[WHAT YOU NEED TO DO] Please change "bread roll" to "dinner roll" in the part of the material that opens with the line containing "Subject = open box flap" and closes with the line containing "top-left (449, 0), bottom-right (600, 357)", and write out only that part with everything else left the same.

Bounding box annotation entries
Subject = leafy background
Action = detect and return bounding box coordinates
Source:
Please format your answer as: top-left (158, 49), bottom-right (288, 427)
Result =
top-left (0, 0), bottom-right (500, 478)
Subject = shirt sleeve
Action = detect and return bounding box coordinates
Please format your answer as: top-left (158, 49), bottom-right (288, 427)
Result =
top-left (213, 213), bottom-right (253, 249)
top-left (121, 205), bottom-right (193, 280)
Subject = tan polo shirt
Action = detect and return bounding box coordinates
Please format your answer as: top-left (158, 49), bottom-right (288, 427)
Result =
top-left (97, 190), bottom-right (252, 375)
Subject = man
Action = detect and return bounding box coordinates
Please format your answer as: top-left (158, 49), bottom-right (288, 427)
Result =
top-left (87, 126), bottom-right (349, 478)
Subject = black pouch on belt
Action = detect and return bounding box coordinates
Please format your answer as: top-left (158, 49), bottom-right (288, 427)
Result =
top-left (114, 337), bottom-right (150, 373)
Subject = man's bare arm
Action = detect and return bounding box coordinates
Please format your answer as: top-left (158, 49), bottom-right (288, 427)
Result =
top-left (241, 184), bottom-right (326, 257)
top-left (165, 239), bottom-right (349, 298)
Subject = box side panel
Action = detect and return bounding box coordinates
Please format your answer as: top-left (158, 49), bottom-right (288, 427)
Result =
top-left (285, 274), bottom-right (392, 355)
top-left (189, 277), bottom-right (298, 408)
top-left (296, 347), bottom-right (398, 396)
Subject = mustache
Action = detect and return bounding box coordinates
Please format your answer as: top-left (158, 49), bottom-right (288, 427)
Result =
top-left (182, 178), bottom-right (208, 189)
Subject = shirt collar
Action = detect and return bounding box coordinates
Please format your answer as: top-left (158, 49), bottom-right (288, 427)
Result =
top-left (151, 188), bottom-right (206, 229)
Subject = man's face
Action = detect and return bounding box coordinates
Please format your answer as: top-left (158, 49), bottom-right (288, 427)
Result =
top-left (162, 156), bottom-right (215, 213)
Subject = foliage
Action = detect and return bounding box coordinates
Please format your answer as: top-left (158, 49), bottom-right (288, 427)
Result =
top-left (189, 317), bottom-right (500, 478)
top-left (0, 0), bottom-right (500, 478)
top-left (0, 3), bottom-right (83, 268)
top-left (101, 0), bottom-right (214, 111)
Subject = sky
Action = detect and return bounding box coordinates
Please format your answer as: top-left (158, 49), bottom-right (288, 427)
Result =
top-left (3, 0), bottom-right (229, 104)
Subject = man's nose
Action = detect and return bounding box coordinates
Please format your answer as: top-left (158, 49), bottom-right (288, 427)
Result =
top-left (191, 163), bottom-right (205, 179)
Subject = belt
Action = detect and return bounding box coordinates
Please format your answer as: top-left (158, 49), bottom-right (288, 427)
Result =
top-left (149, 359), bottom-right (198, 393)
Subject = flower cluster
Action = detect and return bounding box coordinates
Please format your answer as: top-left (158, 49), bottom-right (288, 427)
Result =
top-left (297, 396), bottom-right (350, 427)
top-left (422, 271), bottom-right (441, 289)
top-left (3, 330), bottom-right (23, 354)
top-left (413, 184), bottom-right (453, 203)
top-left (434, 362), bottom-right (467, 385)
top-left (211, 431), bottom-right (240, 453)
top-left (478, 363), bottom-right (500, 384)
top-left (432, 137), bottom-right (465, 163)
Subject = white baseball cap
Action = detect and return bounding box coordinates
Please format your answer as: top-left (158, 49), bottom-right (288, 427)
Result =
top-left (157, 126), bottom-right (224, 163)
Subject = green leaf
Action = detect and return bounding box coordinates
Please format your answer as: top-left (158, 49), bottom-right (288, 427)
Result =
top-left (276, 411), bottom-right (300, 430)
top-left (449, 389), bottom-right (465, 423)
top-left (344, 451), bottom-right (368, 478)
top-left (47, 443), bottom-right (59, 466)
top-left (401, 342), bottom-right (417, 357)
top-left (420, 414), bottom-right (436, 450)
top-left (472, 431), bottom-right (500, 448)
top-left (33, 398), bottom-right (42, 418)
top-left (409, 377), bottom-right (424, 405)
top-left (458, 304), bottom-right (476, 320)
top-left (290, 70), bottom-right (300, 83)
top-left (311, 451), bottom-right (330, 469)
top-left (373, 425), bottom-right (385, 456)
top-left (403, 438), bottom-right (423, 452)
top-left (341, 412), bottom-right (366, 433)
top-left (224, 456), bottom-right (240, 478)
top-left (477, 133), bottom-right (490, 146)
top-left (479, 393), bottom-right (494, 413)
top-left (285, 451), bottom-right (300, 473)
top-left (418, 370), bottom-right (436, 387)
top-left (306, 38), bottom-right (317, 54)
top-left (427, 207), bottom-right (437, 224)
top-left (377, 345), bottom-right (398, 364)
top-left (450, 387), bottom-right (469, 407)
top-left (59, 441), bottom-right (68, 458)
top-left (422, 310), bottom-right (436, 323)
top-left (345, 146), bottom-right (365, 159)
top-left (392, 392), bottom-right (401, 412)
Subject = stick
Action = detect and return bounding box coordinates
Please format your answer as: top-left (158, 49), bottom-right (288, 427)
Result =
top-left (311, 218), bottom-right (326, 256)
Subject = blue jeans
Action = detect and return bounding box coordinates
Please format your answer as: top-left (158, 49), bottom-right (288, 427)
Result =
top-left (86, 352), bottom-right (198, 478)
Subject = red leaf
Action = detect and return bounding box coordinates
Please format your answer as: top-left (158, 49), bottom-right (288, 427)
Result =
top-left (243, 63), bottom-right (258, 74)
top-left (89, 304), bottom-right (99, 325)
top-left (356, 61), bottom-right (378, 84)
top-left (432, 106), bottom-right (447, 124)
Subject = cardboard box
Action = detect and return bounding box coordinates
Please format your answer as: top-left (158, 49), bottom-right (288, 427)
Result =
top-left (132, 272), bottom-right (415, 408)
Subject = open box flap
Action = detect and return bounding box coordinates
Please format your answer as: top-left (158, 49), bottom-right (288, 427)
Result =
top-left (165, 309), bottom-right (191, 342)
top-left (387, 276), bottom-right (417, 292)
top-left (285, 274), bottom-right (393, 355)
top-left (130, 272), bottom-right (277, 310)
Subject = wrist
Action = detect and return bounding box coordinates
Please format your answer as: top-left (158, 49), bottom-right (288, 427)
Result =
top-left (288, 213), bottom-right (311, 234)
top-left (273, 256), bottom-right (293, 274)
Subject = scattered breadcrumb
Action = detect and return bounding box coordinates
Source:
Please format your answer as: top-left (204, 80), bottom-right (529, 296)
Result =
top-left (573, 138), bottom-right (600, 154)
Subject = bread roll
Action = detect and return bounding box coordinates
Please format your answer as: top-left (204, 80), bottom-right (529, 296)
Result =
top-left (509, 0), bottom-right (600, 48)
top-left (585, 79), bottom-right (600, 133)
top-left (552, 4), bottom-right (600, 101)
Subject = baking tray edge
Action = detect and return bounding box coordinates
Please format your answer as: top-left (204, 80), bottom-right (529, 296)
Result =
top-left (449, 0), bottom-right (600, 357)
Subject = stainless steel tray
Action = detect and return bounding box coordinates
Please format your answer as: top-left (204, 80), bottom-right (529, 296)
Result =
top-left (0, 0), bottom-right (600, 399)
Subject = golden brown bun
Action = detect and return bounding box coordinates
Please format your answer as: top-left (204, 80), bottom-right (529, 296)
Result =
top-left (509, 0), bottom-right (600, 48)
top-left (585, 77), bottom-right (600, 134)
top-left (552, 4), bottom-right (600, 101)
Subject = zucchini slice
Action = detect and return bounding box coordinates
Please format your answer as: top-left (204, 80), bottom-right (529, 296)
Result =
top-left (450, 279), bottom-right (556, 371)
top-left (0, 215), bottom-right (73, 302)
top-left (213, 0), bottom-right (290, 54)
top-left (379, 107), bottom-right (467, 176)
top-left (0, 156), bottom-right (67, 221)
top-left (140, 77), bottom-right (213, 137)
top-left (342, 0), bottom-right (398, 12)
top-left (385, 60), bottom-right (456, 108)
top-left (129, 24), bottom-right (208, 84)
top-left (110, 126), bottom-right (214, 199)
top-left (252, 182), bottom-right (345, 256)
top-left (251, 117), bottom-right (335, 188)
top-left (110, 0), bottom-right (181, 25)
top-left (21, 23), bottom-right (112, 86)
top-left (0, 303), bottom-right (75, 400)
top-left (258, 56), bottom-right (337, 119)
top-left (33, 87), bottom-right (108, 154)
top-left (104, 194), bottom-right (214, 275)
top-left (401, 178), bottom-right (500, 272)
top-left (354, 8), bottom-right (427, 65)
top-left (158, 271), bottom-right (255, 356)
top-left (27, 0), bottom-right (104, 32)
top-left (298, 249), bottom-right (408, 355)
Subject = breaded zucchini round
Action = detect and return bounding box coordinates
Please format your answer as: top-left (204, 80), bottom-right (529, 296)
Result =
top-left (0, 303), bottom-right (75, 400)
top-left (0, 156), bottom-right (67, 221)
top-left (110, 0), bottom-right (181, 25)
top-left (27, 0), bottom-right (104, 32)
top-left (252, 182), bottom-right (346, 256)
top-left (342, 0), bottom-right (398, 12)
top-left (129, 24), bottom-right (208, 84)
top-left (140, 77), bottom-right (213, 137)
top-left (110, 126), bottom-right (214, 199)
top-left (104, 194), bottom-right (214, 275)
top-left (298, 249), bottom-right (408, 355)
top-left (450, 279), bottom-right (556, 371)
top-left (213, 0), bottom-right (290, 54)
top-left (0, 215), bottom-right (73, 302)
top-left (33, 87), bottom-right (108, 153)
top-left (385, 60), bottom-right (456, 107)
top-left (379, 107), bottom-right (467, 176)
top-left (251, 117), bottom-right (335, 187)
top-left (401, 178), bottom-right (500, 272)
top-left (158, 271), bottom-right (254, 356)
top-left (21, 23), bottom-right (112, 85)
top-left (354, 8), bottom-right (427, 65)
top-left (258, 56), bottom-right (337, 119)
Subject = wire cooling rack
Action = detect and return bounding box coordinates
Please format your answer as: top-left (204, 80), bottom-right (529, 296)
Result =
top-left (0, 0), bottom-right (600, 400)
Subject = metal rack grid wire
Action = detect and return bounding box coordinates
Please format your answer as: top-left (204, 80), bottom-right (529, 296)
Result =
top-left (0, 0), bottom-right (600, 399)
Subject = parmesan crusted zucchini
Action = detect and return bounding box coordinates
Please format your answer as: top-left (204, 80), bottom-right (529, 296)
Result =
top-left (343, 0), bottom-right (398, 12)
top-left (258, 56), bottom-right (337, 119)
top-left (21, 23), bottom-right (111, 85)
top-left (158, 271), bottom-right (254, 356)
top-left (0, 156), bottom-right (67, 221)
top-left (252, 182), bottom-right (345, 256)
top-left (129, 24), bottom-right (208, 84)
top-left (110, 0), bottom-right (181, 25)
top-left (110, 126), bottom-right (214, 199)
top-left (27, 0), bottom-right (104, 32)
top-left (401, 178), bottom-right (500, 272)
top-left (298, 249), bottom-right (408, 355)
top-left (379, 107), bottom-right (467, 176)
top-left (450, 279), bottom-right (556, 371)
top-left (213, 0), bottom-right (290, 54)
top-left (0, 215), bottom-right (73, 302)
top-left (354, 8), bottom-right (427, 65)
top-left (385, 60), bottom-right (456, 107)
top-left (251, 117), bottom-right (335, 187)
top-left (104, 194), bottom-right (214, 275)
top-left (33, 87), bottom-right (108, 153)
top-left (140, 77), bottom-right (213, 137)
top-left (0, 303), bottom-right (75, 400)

[TASK OUTPUT]
Subject = open box flap
Action = detect and return bounding box coordinates
Please format your answer as: top-left (158, 49), bottom-right (288, 427)
Result =
top-left (165, 309), bottom-right (191, 342)
top-left (387, 276), bottom-right (417, 292)
top-left (285, 274), bottom-right (393, 355)
top-left (130, 272), bottom-right (277, 310)
Subject = wrist
Action = detect and return bounding box coordinates
Please format your answer as: top-left (158, 49), bottom-right (288, 427)
Result =
top-left (288, 213), bottom-right (311, 234)
top-left (273, 256), bottom-right (293, 274)
Subject = scattered breadcrumb
Action = detect and return bounding box coordinates
Source:
Please format your answer as: top-left (204, 80), bottom-right (529, 296)
Result =
top-left (573, 138), bottom-right (600, 154)
Subject = dinner roll
Action = detect and return bounding box coordinates
Please format your answer as: top-left (204, 80), bottom-right (529, 296)
Result =
top-left (509, 0), bottom-right (600, 48)
top-left (585, 79), bottom-right (600, 133)
top-left (552, 4), bottom-right (600, 101)
Subject = baking tray edge
Action = detect and return bounding box coordinates
Please format your answer as: top-left (204, 80), bottom-right (529, 296)
Result =
top-left (449, 0), bottom-right (600, 357)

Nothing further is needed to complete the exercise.